(Beginning of Dataset)
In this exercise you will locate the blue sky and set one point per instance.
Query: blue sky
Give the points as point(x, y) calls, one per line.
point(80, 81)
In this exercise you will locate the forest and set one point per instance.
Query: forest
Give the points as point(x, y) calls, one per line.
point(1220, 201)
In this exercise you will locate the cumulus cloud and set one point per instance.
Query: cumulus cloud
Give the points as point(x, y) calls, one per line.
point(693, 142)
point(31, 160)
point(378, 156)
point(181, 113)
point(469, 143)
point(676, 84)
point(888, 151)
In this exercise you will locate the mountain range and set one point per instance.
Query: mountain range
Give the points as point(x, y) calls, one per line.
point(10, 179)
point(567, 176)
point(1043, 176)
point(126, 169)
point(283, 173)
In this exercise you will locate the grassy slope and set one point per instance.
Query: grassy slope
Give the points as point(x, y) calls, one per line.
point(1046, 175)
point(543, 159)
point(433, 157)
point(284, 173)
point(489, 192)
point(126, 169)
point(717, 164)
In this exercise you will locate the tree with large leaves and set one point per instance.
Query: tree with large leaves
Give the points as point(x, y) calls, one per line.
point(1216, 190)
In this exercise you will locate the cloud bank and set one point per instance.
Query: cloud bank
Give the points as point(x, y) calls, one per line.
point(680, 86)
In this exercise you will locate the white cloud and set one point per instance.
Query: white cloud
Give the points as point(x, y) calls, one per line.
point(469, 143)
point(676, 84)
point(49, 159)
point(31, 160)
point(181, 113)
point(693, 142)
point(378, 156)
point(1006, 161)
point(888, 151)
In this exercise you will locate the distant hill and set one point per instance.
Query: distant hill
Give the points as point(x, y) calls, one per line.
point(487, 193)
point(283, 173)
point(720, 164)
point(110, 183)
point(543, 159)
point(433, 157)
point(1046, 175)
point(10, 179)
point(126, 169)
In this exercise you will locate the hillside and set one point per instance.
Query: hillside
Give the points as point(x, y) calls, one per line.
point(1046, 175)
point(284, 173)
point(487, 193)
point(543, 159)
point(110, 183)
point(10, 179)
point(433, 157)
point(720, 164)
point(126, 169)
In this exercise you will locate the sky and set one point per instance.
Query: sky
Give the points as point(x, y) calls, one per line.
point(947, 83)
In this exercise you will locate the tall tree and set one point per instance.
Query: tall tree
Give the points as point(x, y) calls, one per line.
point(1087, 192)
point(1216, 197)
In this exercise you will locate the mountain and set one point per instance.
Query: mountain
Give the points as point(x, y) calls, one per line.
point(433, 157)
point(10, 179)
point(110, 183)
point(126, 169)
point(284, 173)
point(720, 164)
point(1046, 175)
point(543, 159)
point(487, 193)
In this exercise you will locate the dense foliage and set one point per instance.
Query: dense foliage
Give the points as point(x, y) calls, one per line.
(End of Dataset)
Task -> Among the lines of the data above, find those with the word "blue" and show them.

Exercise response ->
In this exercise you will locate the blue sky and set one point per instance.
Query: blue sky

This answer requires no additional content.